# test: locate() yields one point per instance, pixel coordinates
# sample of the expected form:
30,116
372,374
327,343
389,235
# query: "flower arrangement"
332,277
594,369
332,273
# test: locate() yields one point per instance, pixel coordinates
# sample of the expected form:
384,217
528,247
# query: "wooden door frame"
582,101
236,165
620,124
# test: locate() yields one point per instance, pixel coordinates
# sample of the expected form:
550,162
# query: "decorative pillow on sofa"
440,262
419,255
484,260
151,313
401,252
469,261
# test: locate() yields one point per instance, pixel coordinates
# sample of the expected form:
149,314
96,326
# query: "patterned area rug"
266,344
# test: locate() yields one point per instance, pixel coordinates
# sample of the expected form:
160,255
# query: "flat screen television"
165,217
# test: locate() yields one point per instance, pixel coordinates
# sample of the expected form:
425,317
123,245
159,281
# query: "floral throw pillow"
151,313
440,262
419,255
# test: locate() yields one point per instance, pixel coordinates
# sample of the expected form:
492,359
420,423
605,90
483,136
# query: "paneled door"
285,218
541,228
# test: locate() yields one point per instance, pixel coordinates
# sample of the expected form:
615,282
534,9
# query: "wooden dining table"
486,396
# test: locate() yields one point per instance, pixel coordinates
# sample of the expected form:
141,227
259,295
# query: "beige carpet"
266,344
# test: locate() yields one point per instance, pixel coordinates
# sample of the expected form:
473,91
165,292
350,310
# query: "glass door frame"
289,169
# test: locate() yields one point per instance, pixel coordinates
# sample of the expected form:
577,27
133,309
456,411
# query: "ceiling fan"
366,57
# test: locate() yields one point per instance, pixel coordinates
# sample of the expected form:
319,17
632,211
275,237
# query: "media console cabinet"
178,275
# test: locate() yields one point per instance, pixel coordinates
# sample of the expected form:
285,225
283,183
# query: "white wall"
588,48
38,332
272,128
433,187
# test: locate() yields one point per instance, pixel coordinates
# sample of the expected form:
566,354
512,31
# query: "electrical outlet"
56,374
━━━━
### DIRECTIONS FOR THIS TASK
Using the listing above, please repeat every entry exactly.

### EXERCISE RESULT
# test: locate() yields one point per instance, pixel coordinates
# sample of the expected form:
30,116
372,374
327,343
389,235
# query: "flower arrangement"
332,277
594,369
332,273
# test: locate() yields one point per instance, pixel coordinates
# sample of the expected form:
384,217
528,247
# query: "wooden door frame"
582,101
236,165
620,124
# test: locate() yields one point per instance, pixel coordinates
# sample of the expected form:
550,162
# query: "decorative pillow on sofa"
440,262
419,255
484,260
151,313
401,252
469,261
# test: locate() yields one point per instance, pixel coordinates
# sample of the expected form:
149,314
96,326
# query: "patterned area rug"
266,344
# test: locate() yields one point per instance, pixel coordinates
# sample of the expected form:
160,255
# query: "flat screen television"
165,217
# test: locate() yields one point per instance, pixel coordinates
# sample of the expected form:
425,317
123,245
159,281
# query: "floral throw pillow"
151,313
440,262
419,255
# test: locate() yields one point per instance, pixel coordinates
# sample of the expected form:
492,359
420,423
605,90
483,136
# query: "paneled door"
285,218
541,228
# test: locate() yields one point per instance, pixel coordinates
# sample of the expected form:
615,282
534,9
# query: "wooden dining table"
486,396
# test: locate() yields one point per instance, pixel coordinates
# sample of the expected form:
141,227
259,295
# query: "beige carpet"
266,344
# test: locate() yields one point per instance, pixel coordinates
# sample of the expected form:
473,91
165,292
350,310
# query: "glass door frame"
289,169
# test: locate() yields one point per instance, pixel coordinates
# sample of the expected form:
577,27
133,309
456,411
# query: "ceiling fan"
366,57
# test: locate() yields one point per instance, pixel coordinates
# sample of the expected form:
319,17
632,211
275,237
# query: "media console cabinet"
178,275
# test: locate() yields one point per instance, pixel coordinates
# sample of the expected form:
285,225
283,183
# query: "white wall"
588,48
38,332
272,128
433,187
# test: locate() yields one point per instance, pixel coordinates
# sample of the expected form:
566,354
512,31
# query: "electrical outlet"
56,374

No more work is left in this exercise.